One of the primary reasons why it is unlikely that any military would field mounted slingers is the obvious fact that horses are usually a fairly expensive piece of military gear. Slings, on the other hand, are generally used by those too poor to afford better weapons. So someone who can afford a horse can also afford a bow. While it is true that horses were not, comparatively speaking, as expensive among, for example, Amerinds after European contact as they were in the medieval world, they were still more expensive than a simple bow.

In addition to that economic reality, many authorities, ranging from airmchair experts to historians and hoplologists, have also pointed out that the sling requires more stability than other missile weapons to use. Accurate shooting on the move would be even harder with a sling than with bows or crossbows.

Some commentators also speculate that the position of a mounted man, seated behind the head of the horse, makes is difficult to use a sling effectively. Many common methods of use for the sling are precluded or made harder by the need to avoid hitting your mount in the head, which I understand is frowned upon by cavalrymen.

Generally, in GURPS, any condition which constrains the usages of a weapon and restricts the user to a limited subset of moves is represented mechanically by a penalty. Examples of such is the penalty to attack while using a shield or the effective penalty of defaulting a Sport skill to a Combat skill.

That's the real world, though. In GURPS, slings are hardly inferior to bows at all. In fact, for strong characters, they are superior to most firearms before TL6 and still competative with many common pistols at TL8. And it is no harder to use a sling while mounted than it is to use a carbine or pistol.

So there exists an incentive for players to have their characters use slings from horseback. Even, should they be so inclined, to learn Techniques that facilitate mounted slinging. Such characters can be explained as simply idiosyncratic or perhaps as coming from a culture where horses, perhaps captured from the wild, are plentiful whereas bows are unknown or at least somewhat rare.

At any rate, I am of the opion that if something is mechanically feasible, it works in the game world. So if something should not be done in the game, I'd like to have the rules back up the contention that it is a bad idea.

***

▶ _PROBLEM 1_
Return each line of the records that contains the string "soil", copied without changes.
The records that follow have no connection to the text about mounted slingers.

***

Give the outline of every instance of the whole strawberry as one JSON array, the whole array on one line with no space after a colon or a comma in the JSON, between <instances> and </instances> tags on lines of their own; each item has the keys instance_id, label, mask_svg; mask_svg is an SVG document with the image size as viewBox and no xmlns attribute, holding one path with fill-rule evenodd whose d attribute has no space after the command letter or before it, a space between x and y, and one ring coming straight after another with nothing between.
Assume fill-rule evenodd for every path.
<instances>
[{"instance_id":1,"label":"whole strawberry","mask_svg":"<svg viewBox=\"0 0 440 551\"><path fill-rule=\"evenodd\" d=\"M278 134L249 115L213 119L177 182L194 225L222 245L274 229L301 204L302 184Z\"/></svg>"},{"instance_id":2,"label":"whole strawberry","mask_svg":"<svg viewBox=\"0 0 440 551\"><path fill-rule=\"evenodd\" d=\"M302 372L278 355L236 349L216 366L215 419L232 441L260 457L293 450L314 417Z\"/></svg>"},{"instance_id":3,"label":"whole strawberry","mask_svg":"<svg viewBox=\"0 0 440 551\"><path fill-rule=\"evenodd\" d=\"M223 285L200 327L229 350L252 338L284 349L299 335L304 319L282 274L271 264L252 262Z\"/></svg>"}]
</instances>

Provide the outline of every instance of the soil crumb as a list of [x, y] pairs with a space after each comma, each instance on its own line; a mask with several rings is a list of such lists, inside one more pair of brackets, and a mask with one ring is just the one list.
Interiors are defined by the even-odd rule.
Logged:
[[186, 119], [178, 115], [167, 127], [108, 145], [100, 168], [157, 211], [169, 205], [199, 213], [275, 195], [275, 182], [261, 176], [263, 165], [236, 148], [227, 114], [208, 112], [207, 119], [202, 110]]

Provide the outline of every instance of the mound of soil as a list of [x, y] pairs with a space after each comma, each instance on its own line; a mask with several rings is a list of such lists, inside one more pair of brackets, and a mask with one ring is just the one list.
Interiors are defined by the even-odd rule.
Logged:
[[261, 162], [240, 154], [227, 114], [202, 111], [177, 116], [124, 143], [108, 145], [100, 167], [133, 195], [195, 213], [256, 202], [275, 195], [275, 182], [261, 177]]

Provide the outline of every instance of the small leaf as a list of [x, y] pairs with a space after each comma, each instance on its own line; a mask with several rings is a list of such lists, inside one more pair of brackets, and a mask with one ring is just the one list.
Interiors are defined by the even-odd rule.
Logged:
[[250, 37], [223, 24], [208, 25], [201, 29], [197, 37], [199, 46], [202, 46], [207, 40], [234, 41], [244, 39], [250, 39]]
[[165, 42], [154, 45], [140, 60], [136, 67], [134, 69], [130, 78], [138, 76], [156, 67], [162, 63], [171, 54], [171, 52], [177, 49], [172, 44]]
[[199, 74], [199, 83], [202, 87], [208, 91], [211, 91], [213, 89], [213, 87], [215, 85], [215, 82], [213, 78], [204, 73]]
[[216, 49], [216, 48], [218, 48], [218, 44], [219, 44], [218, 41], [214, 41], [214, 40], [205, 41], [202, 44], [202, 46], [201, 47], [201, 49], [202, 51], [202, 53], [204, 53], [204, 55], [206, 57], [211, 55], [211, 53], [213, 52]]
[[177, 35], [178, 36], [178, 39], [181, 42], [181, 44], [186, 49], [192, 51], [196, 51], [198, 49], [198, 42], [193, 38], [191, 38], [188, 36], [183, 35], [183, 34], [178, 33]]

***

▶ _PROBLEM 2_
Return the passage from the text about mounted slingers starting at "So there exists" up to and including "least somewhat rare.", copied word for word.

▶ _EXERCISE SOLUTION 1_
Provide the outline of every instance of the soil crumb as a list of [x, y] pairs with a space after each comma, each instance on its own line; a mask with several rings is a list of such lists, inside one more pair of brackets, and a mask with one ring is just the one list.
Provide the outline of every instance of the mound of soil as a list of [x, y] pairs with a space after each comma, each instance on its own line; a mask with several rings is a list of such lists, inside one more pair of brackets, and a mask with one ring is just the one list.

▶ _EXERCISE SOLUTION 2_
So there exists an incentive for players to have their characters use slings from horseback. Even, should they be so inclined, to learn Techniques that facilitate mounted slinging. Such characters can be explained as simply idiosyncratic or perhaps as coming from a culture where horses, perhaps captured from the wild, are plentiful whereas bows are unknown or at least somewhat rare.